> **Recorded data**:
**********

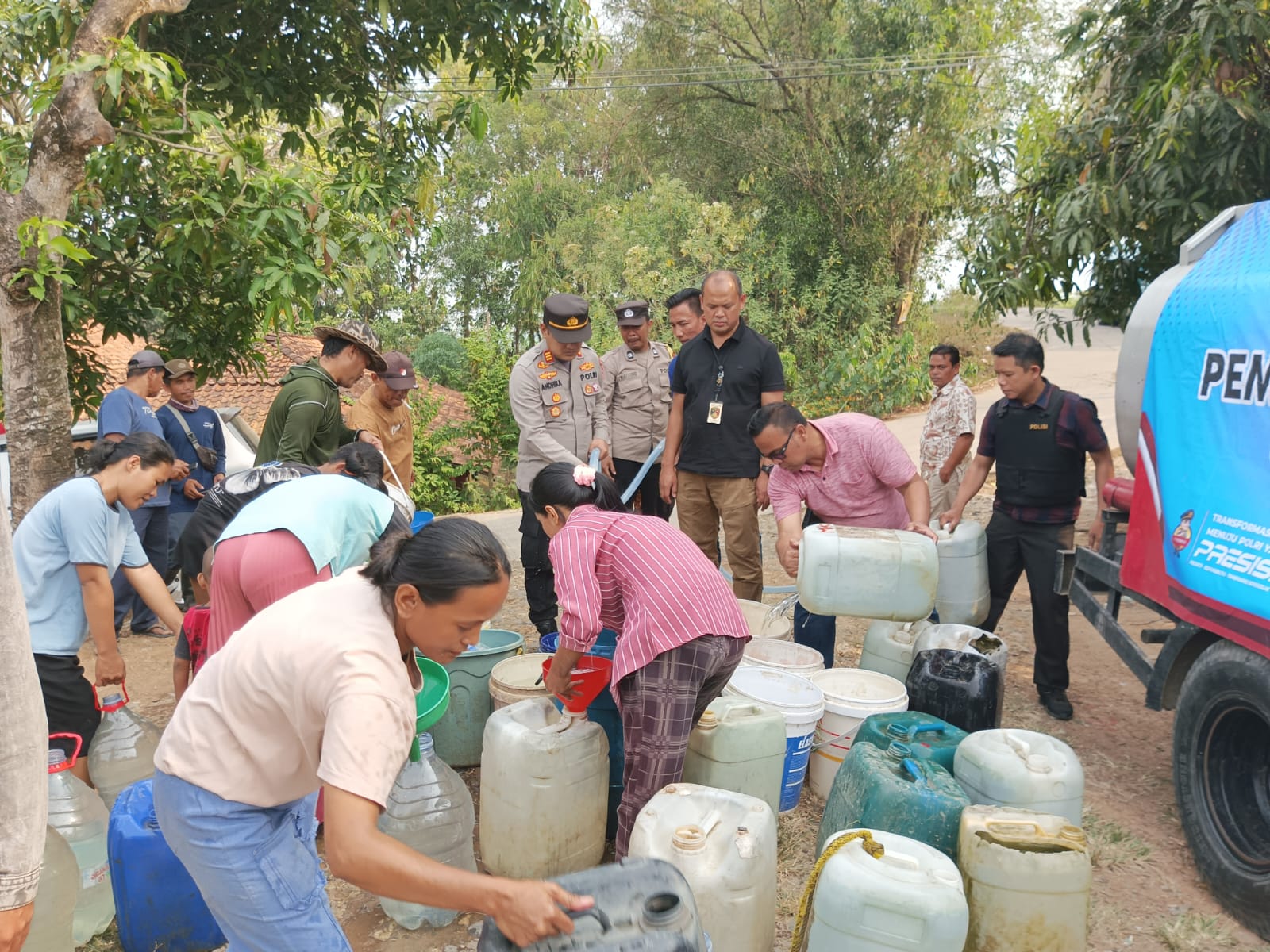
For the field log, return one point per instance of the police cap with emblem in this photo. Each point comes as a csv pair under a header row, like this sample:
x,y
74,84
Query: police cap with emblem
x,y
632,314
568,317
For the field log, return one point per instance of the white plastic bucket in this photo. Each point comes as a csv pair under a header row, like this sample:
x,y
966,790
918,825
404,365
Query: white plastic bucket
x,y
800,702
514,679
784,657
850,696
762,624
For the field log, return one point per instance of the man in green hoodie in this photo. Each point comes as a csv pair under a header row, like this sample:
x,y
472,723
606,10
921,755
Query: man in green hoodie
x,y
305,424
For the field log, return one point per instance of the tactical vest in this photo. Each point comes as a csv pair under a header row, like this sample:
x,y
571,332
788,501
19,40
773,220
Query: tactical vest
x,y
1033,470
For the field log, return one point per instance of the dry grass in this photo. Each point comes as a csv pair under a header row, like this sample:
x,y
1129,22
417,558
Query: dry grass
x,y
1111,846
1194,932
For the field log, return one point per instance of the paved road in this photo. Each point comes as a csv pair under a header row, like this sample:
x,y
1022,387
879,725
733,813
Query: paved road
x,y
1089,371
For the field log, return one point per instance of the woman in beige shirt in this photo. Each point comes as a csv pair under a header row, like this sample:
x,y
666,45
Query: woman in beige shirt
x,y
319,691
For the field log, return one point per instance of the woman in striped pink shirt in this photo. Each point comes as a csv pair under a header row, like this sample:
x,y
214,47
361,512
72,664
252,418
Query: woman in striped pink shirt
x,y
679,631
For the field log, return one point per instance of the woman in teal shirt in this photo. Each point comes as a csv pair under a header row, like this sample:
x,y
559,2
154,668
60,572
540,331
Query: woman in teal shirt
x,y
67,550
298,533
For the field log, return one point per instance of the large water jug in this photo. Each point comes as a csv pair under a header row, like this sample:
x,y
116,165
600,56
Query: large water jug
x,y
641,905
158,903
724,844
962,596
888,647
544,791
927,736
78,814
431,812
124,747
738,746
52,919
800,702
903,896
850,696
1026,879
889,790
867,573
956,687
457,735
1022,768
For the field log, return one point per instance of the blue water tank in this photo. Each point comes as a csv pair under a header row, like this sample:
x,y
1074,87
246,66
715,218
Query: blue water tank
x,y
158,905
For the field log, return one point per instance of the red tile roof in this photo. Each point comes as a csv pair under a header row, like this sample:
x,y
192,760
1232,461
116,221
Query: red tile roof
x,y
254,395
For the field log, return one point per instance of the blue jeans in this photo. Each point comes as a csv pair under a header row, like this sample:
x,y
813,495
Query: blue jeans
x,y
152,526
818,631
257,867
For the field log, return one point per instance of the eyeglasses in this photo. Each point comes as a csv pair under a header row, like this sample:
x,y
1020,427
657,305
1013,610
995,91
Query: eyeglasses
x,y
779,455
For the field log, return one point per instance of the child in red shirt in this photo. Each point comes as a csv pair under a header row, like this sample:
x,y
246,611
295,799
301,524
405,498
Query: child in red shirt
x,y
190,649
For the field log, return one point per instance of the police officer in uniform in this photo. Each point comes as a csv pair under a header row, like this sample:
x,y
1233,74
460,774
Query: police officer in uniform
x,y
638,393
556,393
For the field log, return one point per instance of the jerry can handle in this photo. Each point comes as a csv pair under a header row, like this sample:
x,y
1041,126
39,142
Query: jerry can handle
x,y
79,746
598,914
97,697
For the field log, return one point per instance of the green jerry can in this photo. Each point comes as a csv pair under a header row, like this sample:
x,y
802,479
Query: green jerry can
x,y
926,735
891,790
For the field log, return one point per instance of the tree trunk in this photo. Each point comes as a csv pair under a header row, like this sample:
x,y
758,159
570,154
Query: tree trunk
x,y
36,389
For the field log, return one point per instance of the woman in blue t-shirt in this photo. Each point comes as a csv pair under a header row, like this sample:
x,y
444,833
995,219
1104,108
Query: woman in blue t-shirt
x,y
67,550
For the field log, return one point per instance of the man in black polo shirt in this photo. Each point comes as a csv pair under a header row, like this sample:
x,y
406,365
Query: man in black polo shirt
x,y
710,466
1038,436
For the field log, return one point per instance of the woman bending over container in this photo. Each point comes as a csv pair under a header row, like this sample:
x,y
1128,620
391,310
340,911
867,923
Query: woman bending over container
x,y
67,547
319,691
295,535
679,630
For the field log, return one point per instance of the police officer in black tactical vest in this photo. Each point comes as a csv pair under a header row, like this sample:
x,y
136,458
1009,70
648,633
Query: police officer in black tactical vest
x,y
1038,436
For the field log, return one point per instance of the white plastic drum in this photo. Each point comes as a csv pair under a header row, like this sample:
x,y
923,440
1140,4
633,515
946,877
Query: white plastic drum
x,y
850,696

**********

> **Set task**:
Output every entry exactly as given; pictures are not part of the copy.

> **Solution for this problem**:
For the field log, return one point per instance of the police cap with emblem in this photo. Each point comes as a csv pair under a header row, like this sample:
x,y
74,84
Query: police cap with emblem
x,y
632,314
568,317
For the field log, return one point per instance of the white plastic bucket in this photo. Each point comes as a csv pair under a header row, like this sample:
x,y
966,790
918,825
404,365
Query: white plastic bucket
x,y
800,702
514,679
784,657
850,696
762,624
For the field log, return one point per instance of the man in green hoodie in this photo. Each point comes as a csv pair under a header row, like this sample:
x,y
472,723
606,10
921,755
Query: man in green hoodie
x,y
305,424
For the field log, return one point per instance of the tactical vest in this photo. Each point comes as a csv pair under a header row, like this sample:
x,y
571,332
788,501
19,40
773,220
Query: tactical vest
x,y
1033,470
For the field log, return one point per instance of the dry grass in this photo. Each point comes as a csv pair under a header row, like this sample:
x,y
1129,22
417,558
Query: dry grass
x,y
1111,846
1194,932
For the field log, return one point per instance of the paved road in this photo. Each point comes as a csv pair under a header row, like this sample:
x,y
1022,387
879,725
733,813
Query: paved road
x,y
1089,371
For the field log, return one point per instance of the woman in beige shirt in this photo. Each point comes as a csv pair under a header row, like this sample:
x,y
666,45
Query: woman in beige shirt
x,y
319,691
For the field log, return one point per instance of the woman in striped pink shirt in this photo. Each point comes as a csv pair under a header row, like this sample:
x,y
214,47
361,512
72,664
252,418
Query: woman in striped pink shirt
x,y
679,631
For the field log, return one point per instance of the woman in teal shirt in this photo. Each point comes as a csv pair under a header row, like this sample:
x,y
559,2
154,668
60,572
540,331
Query: woman in teal shirt
x,y
67,550
298,533
For the field log, return one point per instance of the large water jug in this photo. Each point comes as a csv pair under a header row, like this sample:
x,y
116,165
600,56
Query: large water jug
x,y
641,905
158,903
724,844
962,596
888,647
544,791
927,736
78,814
431,812
124,747
738,746
52,919
800,702
903,896
850,696
1026,879
889,790
867,573
956,687
457,735
1022,768
For the field log, return one point per instance of the blue water tank in this photo. Each point comes as a csv pair under a header row, like this sample:
x,y
1074,87
246,66
715,218
Query: blue water tank
x,y
158,905
For the field log, return one point per instance of the red tile roof in this photo. Each point comes as a csv pair under a header row, like this sample:
x,y
192,760
1232,461
116,221
Query: red tile roof
x,y
254,395
For the field log, return one point per instance of the blue jeans in this photo. Each point comes as a csv pair under a header row, like this sample:
x,y
813,495
Query: blue jeans
x,y
152,526
818,631
257,867
For the field log, return one point per instance of the eyeglasses in this photo. Each point comes as a csv pair under a header row, like this sample:
x,y
1020,427
657,305
1013,610
995,91
Query: eyeglasses
x,y
779,455
For the field log, return one point per instance of the child in red shirt in this photo. Each point comes as a csv pair under a header row, like this sample:
x,y
246,611
295,799
301,524
405,498
Query: child in red shirt
x,y
190,649
For the field log, return one point per instance of the police officer in uniform in this photo. Each point comes as a csv pair under a header row, like this sample:
x,y
1233,74
460,774
Query: police officer in uniform
x,y
638,393
556,393
For the field log, return one point per instance of the jerry can handle in this photo. Each point comes as a csv pair under a header row, like this sample:
x,y
1041,126
39,142
Query: jerry can handle
x,y
79,746
598,914
97,697
For the field log, return one point per instance of the green jerry can in this photo. Each point comes as a csv pair under a header row, like this sample:
x,y
802,479
Query: green jerry can
x,y
926,735
891,790
For the field log, return one point per instance of the tree trunk in this photo. Each point comes as a csv pair under a header row, like this sample:
x,y
758,159
570,154
Query: tree trunk
x,y
36,389
For the field log, return one point per instance of the woman in blue t-shirt in this photo. Each point comes as a csv pair under a header row, like this sample:
x,y
444,833
995,219
1104,108
Query: woman in blue t-shirt
x,y
67,550
For the field log, return one point per instance of the man in black polo shirt in this photo. Each point comes as a csv pair under a header row, like this sample:
x,y
406,365
Query: man in black polo shirt
x,y
710,466
1038,436
For the field log, return one point per instance of the woman bending over container in this photo. Each point comes as a csv pair under a header row, like this sample:
x,y
1128,620
391,310
340,911
867,923
Query: woman bending over container
x,y
67,547
319,691
295,535
679,630
For the field log, return one point per instance of the police officer in black tactical vest in this photo. Each point comes as a csv pair under a header row, like this sample:
x,y
136,458
1009,70
648,633
Query: police officer in black tactical vest
x,y
1038,436
For the field log, return one point per instance of the white plastic drum in this photo. Each point comes as a csv pair under a header row, like this sample:
x,y
923,440
1140,4
633,515
946,877
Query: white plastic drum
x,y
850,696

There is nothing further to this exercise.